* [Your goal]: Restate word for word the lines in the listing below, starting at the line containing "Target: mossy rock" and ending at the line containing "<point>688,502</point>", both included; leave out the rest.

* [Available data]:
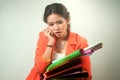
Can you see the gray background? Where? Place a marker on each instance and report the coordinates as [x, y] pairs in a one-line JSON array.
[[21, 22]]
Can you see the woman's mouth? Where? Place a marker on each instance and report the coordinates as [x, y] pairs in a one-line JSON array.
[[57, 34]]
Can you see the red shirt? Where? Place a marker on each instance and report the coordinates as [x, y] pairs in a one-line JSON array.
[[75, 42]]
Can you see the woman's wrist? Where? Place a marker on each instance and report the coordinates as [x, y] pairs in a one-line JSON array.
[[50, 44]]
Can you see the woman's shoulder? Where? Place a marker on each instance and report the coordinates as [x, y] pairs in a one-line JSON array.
[[77, 36]]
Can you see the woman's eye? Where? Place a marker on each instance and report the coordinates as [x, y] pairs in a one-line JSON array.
[[50, 24], [60, 22]]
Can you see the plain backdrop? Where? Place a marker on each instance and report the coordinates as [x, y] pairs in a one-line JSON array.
[[22, 20]]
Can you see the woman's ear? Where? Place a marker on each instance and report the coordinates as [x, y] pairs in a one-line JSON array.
[[68, 20]]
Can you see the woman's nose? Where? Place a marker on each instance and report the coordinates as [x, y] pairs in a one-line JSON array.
[[56, 26]]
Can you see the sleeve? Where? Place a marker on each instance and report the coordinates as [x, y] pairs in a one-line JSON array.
[[86, 64], [40, 63]]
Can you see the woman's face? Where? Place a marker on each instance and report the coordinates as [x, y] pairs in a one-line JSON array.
[[57, 25]]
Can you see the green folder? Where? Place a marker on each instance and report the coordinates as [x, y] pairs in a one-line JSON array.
[[64, 60]]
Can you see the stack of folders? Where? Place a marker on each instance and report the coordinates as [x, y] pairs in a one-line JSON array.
[[69, 67]]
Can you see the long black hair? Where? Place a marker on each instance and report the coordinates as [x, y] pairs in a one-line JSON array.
[[56, 8]]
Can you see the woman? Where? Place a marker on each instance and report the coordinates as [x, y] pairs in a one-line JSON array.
[[57, 41]]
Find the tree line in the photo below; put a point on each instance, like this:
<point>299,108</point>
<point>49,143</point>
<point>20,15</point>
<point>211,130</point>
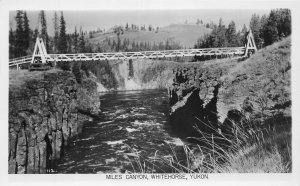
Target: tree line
<point>23,38</point>
<point>266,30</point>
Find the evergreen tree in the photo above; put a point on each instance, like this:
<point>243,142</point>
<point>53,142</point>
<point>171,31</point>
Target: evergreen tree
<point>75,41</point>
<point>11,44</point>
<point>26,33</point>
<point>62,47</point>
<point>56,33</point>
<point>19,42</point>
<point>82,48</point>
<point>118,47</point>
<point>127,27</point>
<point>270,31</point>
<point>244,33</point>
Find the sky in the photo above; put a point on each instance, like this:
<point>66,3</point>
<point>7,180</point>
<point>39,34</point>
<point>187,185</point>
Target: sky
<point>105,19</point>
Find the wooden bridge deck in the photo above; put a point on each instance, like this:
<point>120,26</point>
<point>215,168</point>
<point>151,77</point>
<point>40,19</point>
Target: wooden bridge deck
<point>230,51</point>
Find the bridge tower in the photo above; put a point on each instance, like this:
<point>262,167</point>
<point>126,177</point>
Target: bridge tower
<point>250,45</point>
<point>40,52</point>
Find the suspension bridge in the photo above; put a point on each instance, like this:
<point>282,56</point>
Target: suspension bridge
<point>40,54</point>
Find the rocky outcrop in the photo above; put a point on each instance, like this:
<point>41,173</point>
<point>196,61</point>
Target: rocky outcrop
<point>193,99</point>
<point>216,96</point>
<point>45,112</point>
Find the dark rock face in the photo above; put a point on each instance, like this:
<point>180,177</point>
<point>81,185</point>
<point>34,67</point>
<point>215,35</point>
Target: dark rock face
<point>193,100</point>
<point>44,115</point>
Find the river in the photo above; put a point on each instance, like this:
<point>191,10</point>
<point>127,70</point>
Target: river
<point>133,131</point>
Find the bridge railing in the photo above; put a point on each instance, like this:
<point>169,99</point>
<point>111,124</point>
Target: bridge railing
<point>133,55</point>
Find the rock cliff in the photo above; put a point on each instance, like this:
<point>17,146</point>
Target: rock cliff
<point>213,94</point>
<point>45,111</point>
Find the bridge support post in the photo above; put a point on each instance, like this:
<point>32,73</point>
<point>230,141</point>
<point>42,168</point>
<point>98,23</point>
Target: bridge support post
<point>250,45</point>
<point>39,52</point>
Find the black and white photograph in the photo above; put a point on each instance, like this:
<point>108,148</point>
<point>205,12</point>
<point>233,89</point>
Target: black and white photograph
<point>150,94</point>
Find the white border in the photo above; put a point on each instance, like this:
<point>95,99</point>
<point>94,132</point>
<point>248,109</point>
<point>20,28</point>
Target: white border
<point>219,179</point>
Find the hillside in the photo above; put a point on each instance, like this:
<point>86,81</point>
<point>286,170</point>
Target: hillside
<point>186,35</point>
<point>245,104</point>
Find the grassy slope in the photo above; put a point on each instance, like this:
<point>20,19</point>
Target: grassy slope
<point>266,75</point>
<point>186,35</point>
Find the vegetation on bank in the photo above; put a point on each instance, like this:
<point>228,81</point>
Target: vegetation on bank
<point>254,139</point>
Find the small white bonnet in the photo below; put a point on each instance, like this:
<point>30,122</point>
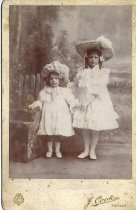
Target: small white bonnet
<point>58,67</point>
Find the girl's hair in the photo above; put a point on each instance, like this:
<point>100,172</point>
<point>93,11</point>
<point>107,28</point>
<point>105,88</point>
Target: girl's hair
<point>48,77</point>
<point>93,51</point>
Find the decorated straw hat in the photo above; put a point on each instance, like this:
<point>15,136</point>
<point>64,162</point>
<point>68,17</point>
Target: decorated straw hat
<point>101,44</point>
<point>58,67</point>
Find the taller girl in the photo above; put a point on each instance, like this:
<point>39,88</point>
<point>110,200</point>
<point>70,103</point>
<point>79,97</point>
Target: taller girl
<point>96,112</point>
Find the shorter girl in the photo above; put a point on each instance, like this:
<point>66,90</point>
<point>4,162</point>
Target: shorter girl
<point>55,103</point>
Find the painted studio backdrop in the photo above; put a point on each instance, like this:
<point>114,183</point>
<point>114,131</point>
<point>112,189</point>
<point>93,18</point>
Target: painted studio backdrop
<point>42,34</point>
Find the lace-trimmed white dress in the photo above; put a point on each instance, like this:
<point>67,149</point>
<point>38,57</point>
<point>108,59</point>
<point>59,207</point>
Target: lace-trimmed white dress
<point>56,118</point>
<point>91,91</point>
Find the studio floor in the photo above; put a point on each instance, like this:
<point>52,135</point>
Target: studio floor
<point>114,162</point>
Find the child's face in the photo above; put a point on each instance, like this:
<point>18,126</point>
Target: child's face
<point>54,80</point>
<point>93,59</point>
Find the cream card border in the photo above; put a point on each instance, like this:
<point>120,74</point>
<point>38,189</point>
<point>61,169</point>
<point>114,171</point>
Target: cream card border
<point>53,194</point>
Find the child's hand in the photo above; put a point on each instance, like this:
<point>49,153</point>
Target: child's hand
<point>33,105</point>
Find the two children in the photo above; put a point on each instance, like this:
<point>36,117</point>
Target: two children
<point>93,110</point>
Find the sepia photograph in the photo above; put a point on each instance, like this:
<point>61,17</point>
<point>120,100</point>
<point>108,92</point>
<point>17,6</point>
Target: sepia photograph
<point>70,91</point>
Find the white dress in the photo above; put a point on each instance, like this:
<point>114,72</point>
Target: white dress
<point>97,111</point>
<point>56,118</point>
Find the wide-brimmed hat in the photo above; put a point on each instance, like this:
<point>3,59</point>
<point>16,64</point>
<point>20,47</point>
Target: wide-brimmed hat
<point>101,44</point>
<point>58,67</point>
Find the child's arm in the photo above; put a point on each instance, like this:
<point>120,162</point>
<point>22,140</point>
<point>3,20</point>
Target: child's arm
<point>37,103</point>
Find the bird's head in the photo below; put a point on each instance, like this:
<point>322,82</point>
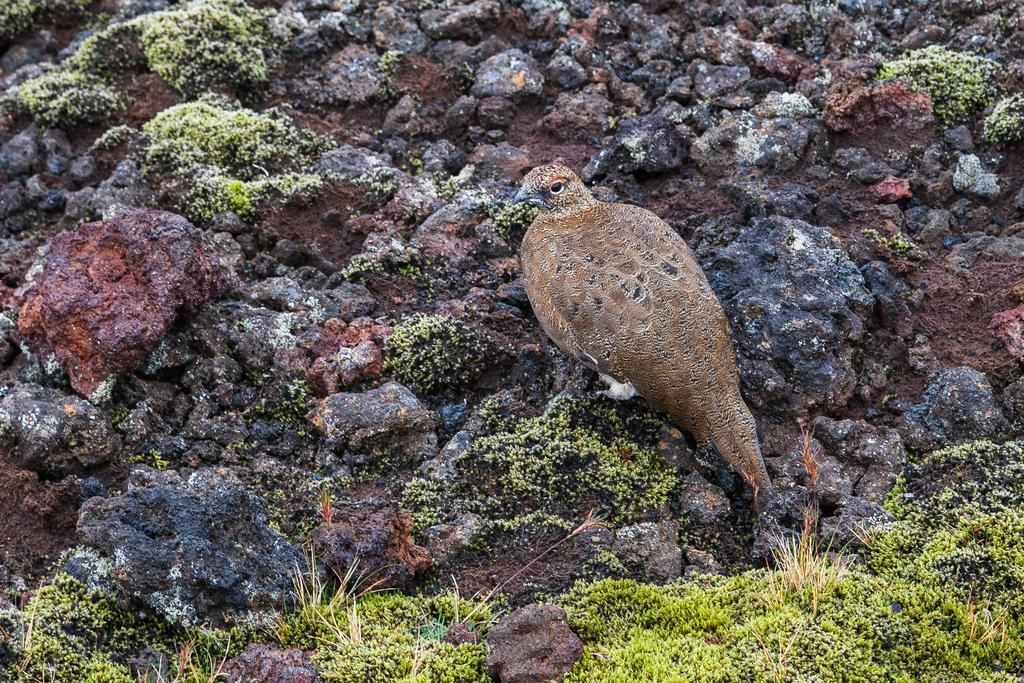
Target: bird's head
<point>554,187</point>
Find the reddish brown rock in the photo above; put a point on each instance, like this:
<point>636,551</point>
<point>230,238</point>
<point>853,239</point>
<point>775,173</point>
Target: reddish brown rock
<point>892,189</point>
<point>856,101</point>
<point>374,536</point>
<point>532,644</point>
<point>1008,327</point>
<point>110,291</point>
<point>345,353</point>
<point>267,664</point>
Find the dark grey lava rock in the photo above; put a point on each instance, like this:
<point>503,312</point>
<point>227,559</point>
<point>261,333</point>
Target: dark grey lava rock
<point>534,644</point>
<point>53,433</point>
<point>374,537</point>
<point>796,301</point>
<point>650,143</point>
<point>870,458</point>
<point>508,74</point>
<point>744,140</point>
<point>386,420</point>
<point>193,549</point>
<point>957,406</point>
<point>650,550</point>
<point>266,664</point>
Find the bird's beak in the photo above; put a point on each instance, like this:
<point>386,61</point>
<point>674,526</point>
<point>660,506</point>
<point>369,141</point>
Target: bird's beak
<point>534,198</point>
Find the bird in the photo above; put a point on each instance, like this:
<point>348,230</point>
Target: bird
<point>615,288</point>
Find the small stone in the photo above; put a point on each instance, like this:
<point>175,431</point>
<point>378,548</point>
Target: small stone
<point>534,644</point>
<point>891,189</point>
<point>508,74</point>
<point>971,177</point>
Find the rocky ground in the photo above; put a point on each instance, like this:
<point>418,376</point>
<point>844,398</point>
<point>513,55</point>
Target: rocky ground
<point>273,406</point>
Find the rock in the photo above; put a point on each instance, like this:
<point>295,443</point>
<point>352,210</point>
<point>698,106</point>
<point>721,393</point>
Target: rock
<point>350,77</point>
<point>1008,327</point>
<point>771,144</point>
<point>265,664</point>
<point>193,549</point>
<point>576,115</point>
<point>349,163</point>
<point>345,354</point>
<point>19,156</point>
<point>389,419</point>
<point>869,104</point>
<point>869,460</point>
<point>532,644</point>
<point>508,74</point>
<point>110,291</point>
<point>797,302</point>
<point>446,542</point>
<point>374,537</point>
<point>957,406</point>
<point>712,81</point>
<point>891,189</point>
<point>460,22</point>
<point>972,178</point>
<point>650,550</point>
<point>51,433</point>
<point>394,32</point>
<point>650,143</point>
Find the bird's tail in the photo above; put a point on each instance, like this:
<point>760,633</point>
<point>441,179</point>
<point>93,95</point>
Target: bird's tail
<point>736,440</point>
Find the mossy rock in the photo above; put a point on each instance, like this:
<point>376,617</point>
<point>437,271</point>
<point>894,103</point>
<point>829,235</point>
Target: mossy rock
<point>739,629</point>
<point>545,472</point>
<point>210,43</point>
<point>228,157</point>
<point>64,99</point>
<point>958,83</point>
<point>1006,124</point>
<point>435,352</point>
<point>392,637</point>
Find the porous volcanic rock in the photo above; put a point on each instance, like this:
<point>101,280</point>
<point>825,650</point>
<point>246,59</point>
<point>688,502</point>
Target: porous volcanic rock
<point>376,539</point>
<point>194,549</point>
<point>111,290</point>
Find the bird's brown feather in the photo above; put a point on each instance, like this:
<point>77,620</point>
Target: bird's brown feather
<point>614,286</point>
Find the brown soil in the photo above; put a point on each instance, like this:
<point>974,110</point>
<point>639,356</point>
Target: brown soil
<point>37,521</point>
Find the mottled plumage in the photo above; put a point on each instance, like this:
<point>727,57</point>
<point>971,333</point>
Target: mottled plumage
<point>615,287</point>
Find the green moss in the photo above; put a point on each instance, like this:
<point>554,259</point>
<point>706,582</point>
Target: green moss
<point>897,242</point>
<point>391,637</point>
<point>509,217</point>
<point>77,635</point>
<point>732,629</point>
<point>229,158</point>
<point>68,98</point>
<point>960,84</point>
<point>1006,124</point>
<point>209,43</point>
<point>434,352</point>
<point>546,472</point>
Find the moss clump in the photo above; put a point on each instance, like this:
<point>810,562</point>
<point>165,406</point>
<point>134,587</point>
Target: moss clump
<point>391,637</point>
<point>733,629</point>
<point>434,352</point>
<point>77,635</point>
<point>209,43</point>
<point>68,98</point>
<point>229,158</point>
<point>1006,124</point>
<point>960,525</point>
<point>960,84</point>
<point>509,217</point>
<point>545,473</point>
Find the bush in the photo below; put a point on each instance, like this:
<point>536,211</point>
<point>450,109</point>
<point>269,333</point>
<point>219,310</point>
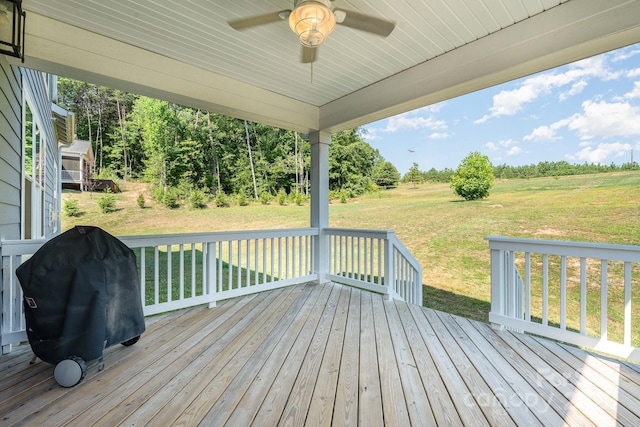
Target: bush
<point>242,199</point>
<point>170,199</point>
<point>197,199</point>
<point>107,202</point>
<point>158,194</point>
<point>265,197</point>
<point>281,197</point>
<point>221,200</point>
<point>70,208</point>
<point>474,177</point>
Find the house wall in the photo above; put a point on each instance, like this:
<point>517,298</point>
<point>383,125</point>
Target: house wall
<point>10,149</point>
<point>39,91</point>
<point>18,85</point>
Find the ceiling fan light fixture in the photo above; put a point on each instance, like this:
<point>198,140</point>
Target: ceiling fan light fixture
<point>312,21</point>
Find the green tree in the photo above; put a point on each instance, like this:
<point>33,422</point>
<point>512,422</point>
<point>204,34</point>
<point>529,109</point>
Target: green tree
<point>386,175</point>
<point>473,178</point>
<point>414,175</point>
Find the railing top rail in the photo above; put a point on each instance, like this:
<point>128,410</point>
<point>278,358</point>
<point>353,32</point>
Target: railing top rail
<point>20,247</point>
<point>405,251</point>
<point>361,232</point>
<point>612,252</point>
<point>216,236</point>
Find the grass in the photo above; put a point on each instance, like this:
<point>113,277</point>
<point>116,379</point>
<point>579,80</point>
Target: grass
<point>443,232</point>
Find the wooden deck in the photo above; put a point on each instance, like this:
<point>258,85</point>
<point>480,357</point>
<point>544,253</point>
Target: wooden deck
<point>326,354</point>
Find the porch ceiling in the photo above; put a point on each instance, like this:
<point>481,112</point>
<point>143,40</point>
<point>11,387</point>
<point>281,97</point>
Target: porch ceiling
<point>186,52</point>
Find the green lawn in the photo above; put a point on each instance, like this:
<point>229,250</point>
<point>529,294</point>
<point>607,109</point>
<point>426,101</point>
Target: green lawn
<point>445,233</point>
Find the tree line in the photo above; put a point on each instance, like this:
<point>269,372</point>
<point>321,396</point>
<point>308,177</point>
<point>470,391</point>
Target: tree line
<point>179,149</point>
<point>504,171</point>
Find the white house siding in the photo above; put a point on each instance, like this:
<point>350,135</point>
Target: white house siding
<point>39,92</point>
<point>10,149</point>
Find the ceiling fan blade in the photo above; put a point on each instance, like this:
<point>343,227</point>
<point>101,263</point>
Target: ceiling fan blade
<point>361,22</point>
<point>309,55</point>
<point>254,21</point>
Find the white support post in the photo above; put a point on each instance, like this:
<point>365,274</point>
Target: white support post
<point>497,285</point>
<point>210,286</point>
<point>389,268</point>
<point>320,199</point>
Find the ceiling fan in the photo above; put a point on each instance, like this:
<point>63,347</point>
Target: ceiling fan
<point>314,20</point>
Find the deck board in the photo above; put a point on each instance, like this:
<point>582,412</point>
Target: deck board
<point>326,355</point>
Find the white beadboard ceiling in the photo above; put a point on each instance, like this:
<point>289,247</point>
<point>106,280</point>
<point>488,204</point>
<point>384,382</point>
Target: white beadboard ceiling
<point>184,51</point>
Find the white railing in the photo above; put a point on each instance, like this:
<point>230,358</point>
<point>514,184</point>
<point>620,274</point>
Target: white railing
<point>71,176</point>
<point>374,260</point>
<point>580,293</point>
<point>185,270</point>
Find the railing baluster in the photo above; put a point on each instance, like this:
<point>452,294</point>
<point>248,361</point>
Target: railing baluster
<point>181,254</point>
<point>143,277</point>
<point>256,259</point>
<point>563,292</point>
<point>193,269</point>
<point>545,289</point>
<point>239,257</point>
<point>627,303</point>
<point>286,257</point>
<point>603,299</point>
<point>527,285</point>
<point>583,295</point>
<point>169,273</point>
<point>220,267</point>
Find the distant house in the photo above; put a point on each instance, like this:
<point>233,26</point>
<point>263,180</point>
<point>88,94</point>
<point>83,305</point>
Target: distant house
<point>77,159</point>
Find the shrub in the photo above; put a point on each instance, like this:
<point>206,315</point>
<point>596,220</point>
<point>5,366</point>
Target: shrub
<point>197,199</point>
<point>343,196</point>
<point>170,199</point>
<point>158,194</point>
<point>221,200</point>
<point>242,199</point>
<point>70,208</point>
<point>281,197</point>
<point>474,177</point>
<point>265,197</point>
<point>107,202</point>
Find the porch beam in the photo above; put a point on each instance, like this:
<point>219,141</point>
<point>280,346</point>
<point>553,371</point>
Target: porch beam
<point>320,199</point>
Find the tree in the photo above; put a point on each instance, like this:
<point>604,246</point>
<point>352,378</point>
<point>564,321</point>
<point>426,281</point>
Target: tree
<point>474,177</point>
<point>386,175</point>
<point>414,175</point>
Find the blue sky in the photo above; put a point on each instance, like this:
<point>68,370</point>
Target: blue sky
<point>588,111</point>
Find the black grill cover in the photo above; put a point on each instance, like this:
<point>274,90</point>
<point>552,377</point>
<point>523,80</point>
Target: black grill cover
<point>81,295</point>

* [Response to this exercise]:
Target: mossy rock
<point>739,629</point>
<point>545,472</point>
<point>210,43</point>
<point>228,157</point>
<point>64,99</point>
<point>958,83</point>
<point>1006,124</point>
<point>435,352</point>
<point>392,637</point>
Find the porous volcanic rock in the photo above; put a point on each instance, like this:
<point>101,280</point>
<point>825,650</point>
<point>246,59</point>
<point>688,502</point>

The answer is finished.